Tortella calls this metric “attention shift,” and it represents a move towards measuring genuine influence. By analyzing the conversational vectors before and after a sponsored message, it’s possible to quantify whether an ad successfully redirected the user’s focus. Did a user asking about fitness start asking specific questions about protein supplements? That’s a measurable shift in attention far more valuable than a simple click. This same data depth enables what Tortella calls “task-based targeting”—serving ads relevant to the task a user is delegating to the AI. If someone is drafting a business plan, ads for financial software or legal services become incredibly relevant. This level of contextual understanding moves targeting from broad demographic buckets to hyper-specific, in-the-moment needs.
The Ultimate Prize: The Data Itself
While the performance metrics and customer acquisition potential of this new channel are compelling, they may not be the most valuable asset it provides. The early days of any major new platform—search, social, video—always present an arbitrage opportunity for savvy marketers. But the true, lasting value lies in the data. Every interaction within a conversational ad is a direct, unfiltered dialogue with a customer or potential customer, happening at scale.
“In that sense, I think about us not only as an advertising company, but nearly or even more as a data company… a lot of the alpha is not only on the pure advertising in terms of customer acquisition… The most, coolest thing is the data. That’s the insight. That’s like a new world. It’s like discovering a new continent.”
This is the strategic prize. For the first time, brands can listen in on the questions customers ask before they even get to the company website. Why are they looking for a new pair of shoes? Are they asking about waterproofing, weight, or ethical manufacturing? This is not just marketing intelligence; it is business intelligence. These insights can and should inform everything from product development and R&D to customer service scripts and future marketing campaigns. Viewing this channel merely as another line item in the media plan is to miss the forest for the trees. It is a direct line to the voice of the customer, and the leaders who recognize this will gain an informational advantage that will be difficult for competitors to replicate.
The emergence of conversational AI as a primary user interface is not an incremental change; it is a categorical one. It demands more than just a tactical adjustment to our media mix. It requires a philosophical shift in how we view our role as advertisers—away from being interrupters of attention and toward being facilitators of solutions. The brands that succeed will be those that embrace experimentation over inertia, value insight over impressions, and understand that the most effective ad is one that doesn’t feel like an ad at all.
As we plan for the year ahead, the directive is clear. The time for observation is over. The technology is here, the audiences are adopting it at a historic pace, and the platforms are beginning to open up. The real risk is not in allocating a small, experimental budget to this new frontier and learning from the results. The real risk lies in doing nothing at all, in assuming the old models will suffice in a world that is fundamentally changing. The conversation has already started; the only question is whether your brand will be a welcome part of it.

▶ [DATASET RECORDS]:
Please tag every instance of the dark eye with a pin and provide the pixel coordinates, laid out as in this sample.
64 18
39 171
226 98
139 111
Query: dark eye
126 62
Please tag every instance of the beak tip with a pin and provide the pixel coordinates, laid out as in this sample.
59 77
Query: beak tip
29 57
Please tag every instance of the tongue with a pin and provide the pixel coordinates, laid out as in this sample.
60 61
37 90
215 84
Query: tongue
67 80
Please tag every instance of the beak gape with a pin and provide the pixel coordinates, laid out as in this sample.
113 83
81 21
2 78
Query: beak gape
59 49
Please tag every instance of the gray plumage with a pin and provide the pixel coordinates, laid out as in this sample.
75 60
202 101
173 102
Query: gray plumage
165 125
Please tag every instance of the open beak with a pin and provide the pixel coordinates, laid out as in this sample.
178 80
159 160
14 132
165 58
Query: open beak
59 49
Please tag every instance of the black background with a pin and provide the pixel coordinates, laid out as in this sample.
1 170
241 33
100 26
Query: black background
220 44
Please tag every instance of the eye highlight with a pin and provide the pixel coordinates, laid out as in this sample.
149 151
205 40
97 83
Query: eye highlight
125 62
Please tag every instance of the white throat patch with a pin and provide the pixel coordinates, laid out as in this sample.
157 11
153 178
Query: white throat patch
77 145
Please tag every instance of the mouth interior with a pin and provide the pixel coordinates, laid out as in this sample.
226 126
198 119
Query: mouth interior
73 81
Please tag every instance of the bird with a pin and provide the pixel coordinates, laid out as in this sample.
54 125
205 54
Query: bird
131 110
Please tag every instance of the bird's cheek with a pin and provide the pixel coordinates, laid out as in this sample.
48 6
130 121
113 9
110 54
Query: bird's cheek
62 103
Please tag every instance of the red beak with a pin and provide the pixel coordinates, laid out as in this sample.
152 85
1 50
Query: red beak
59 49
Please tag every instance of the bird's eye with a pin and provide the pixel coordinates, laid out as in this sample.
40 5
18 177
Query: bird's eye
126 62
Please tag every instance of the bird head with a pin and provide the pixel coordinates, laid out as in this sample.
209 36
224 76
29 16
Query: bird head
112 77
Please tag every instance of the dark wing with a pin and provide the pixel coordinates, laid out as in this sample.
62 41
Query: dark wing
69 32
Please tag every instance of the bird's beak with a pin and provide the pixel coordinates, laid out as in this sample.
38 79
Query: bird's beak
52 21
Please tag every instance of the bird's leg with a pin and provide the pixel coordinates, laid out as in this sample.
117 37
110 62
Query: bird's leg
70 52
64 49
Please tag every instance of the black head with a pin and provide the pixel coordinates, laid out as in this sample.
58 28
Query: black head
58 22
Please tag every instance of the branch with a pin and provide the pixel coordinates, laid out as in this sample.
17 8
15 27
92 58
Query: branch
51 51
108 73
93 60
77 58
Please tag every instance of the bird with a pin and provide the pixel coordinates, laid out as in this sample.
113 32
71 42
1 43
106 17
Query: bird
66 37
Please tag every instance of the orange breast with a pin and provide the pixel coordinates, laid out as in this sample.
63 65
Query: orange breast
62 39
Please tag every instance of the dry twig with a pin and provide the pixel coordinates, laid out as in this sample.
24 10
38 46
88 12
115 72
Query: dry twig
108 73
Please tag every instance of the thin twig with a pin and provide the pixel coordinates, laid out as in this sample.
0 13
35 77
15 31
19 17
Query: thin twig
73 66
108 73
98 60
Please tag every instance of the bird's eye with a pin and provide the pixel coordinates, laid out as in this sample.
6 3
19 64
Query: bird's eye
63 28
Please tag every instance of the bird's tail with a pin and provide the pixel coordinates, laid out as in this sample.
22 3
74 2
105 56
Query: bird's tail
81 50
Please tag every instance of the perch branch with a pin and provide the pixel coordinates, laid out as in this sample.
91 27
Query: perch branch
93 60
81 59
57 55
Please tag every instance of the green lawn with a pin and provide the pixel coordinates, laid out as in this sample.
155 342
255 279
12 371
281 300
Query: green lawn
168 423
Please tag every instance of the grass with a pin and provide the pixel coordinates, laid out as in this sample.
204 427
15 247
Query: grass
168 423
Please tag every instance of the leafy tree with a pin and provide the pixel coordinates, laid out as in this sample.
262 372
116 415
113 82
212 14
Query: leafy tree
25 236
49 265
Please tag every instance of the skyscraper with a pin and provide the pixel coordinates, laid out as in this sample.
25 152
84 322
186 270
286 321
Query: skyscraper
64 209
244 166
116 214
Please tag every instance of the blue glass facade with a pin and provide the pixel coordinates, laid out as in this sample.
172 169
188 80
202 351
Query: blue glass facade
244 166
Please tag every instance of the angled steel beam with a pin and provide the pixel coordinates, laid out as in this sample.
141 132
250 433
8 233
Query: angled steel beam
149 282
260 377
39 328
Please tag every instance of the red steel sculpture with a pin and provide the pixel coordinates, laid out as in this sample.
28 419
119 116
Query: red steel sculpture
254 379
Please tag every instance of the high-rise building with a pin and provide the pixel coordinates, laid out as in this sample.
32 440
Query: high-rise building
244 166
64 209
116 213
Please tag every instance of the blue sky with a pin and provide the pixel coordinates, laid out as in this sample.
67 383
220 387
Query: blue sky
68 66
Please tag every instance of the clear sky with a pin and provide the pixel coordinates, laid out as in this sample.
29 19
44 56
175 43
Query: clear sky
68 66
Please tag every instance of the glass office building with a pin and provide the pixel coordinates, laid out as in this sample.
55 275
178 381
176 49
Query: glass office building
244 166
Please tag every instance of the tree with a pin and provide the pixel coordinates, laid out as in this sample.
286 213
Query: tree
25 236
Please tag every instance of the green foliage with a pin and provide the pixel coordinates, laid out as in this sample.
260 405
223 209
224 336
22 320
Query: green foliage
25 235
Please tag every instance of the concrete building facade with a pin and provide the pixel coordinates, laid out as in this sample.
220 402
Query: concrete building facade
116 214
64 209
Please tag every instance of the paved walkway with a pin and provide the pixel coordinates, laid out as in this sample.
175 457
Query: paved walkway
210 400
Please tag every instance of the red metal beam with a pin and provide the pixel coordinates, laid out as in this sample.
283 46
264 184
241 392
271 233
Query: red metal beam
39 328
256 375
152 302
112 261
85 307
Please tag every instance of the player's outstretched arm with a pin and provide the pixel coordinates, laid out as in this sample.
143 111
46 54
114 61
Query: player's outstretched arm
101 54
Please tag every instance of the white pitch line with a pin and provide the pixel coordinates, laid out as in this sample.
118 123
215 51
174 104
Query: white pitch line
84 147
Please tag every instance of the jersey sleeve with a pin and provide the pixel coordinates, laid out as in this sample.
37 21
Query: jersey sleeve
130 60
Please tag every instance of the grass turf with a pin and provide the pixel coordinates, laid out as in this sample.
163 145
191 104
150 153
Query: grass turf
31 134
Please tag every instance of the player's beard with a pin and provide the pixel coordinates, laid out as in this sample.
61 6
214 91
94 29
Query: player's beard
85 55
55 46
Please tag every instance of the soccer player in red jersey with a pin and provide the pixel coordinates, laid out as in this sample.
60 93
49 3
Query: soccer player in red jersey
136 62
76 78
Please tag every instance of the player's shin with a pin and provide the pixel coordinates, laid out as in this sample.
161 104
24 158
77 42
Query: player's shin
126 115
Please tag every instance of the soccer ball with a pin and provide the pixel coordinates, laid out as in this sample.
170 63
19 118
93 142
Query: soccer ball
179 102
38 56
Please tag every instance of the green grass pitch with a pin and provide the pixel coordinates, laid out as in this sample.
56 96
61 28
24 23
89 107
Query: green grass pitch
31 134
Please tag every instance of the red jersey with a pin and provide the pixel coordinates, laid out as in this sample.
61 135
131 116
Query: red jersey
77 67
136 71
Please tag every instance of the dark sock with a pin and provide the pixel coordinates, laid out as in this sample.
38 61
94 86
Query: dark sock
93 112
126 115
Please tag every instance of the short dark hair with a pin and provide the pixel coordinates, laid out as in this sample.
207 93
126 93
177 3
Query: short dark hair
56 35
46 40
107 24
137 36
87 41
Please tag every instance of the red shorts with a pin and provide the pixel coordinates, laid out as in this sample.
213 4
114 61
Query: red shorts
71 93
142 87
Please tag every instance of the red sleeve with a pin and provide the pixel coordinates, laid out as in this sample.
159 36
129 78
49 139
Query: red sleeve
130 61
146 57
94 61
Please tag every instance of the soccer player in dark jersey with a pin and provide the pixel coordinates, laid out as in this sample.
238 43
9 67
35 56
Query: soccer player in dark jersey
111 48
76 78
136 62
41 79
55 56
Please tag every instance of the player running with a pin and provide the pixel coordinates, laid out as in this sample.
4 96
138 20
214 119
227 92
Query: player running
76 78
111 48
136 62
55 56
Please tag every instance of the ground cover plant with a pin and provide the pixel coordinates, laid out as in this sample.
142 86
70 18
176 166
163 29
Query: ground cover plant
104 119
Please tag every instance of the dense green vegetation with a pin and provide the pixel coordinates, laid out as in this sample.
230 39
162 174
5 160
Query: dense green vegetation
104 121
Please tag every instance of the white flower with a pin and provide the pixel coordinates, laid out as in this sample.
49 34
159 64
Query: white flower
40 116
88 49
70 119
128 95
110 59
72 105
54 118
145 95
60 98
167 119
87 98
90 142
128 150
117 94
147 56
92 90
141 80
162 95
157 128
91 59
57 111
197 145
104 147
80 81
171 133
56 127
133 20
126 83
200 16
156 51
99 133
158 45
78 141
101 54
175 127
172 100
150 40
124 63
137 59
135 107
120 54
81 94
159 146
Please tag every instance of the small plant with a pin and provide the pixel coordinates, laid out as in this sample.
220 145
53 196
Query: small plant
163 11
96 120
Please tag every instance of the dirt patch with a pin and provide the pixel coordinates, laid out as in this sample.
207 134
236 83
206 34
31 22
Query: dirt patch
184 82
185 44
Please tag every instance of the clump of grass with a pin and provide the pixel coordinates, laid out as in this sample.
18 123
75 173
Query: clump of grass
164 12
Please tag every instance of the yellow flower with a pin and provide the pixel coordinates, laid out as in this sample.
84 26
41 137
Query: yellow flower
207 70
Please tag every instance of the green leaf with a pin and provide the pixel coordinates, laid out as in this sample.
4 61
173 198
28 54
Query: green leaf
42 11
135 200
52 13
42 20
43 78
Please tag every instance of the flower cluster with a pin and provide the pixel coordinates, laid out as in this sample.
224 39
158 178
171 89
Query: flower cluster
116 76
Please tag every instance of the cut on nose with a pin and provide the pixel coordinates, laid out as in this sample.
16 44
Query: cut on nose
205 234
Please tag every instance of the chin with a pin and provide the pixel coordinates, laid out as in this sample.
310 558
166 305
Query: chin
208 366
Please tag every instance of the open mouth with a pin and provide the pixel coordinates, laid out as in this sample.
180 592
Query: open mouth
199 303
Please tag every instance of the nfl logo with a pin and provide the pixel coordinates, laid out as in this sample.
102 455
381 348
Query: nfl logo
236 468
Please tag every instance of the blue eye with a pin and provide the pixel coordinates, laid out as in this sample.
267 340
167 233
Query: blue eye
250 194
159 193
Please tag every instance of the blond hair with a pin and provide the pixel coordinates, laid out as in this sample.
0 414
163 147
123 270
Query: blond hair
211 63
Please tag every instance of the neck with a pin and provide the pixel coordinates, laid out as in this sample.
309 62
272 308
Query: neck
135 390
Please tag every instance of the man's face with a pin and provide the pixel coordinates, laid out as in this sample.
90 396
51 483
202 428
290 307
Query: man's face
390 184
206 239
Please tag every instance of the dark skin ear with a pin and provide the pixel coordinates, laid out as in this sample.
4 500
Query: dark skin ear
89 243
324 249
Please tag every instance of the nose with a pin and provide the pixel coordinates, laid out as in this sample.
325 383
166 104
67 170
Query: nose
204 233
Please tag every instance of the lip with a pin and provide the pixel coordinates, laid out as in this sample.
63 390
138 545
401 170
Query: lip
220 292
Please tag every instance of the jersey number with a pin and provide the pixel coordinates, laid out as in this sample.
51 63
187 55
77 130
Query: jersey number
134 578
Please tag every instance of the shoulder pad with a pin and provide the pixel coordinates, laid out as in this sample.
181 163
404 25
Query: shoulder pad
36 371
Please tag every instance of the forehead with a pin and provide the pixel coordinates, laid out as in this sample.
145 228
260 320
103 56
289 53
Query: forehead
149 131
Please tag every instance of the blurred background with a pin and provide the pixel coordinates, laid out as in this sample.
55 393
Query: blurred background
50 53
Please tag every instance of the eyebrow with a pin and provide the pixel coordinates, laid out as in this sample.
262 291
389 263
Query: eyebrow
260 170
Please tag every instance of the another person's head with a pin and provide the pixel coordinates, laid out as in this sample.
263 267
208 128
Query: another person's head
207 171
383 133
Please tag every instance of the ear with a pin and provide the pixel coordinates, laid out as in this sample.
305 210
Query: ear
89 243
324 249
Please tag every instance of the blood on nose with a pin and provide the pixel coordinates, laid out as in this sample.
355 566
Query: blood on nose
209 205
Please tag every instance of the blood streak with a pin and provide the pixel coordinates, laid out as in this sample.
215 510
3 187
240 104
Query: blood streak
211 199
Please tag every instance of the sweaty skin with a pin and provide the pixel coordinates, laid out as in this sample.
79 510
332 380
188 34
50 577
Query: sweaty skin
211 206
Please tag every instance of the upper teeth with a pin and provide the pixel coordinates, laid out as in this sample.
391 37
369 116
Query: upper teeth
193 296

▶ [TASK REQUIREMENTS]:
A: List the product qualities that the text on conversational advertising says shoe shoppers might ask about.
B: Retype the part of the text on conversational advertising from "As we plan for" to "part of it.".

▶ [SOLVED TASKS]:
A:
- waterproofing
- weight
- ethical manufacturing

B:
As we plan for the year ahead, the directive is clear. The time for observation is over. The technology is here, the audiences are adopting it at a historic pace, and the platforms are beginning to open up. The real risk is not in allocating a small, experimental budget to this new frontier and learning from the results. The real risk lies in doing nothing at all, in assuming the old models will suffice in a world that is fundamentally changing. The conversation has already started; the only question is whether your brand will be a welcome part of it.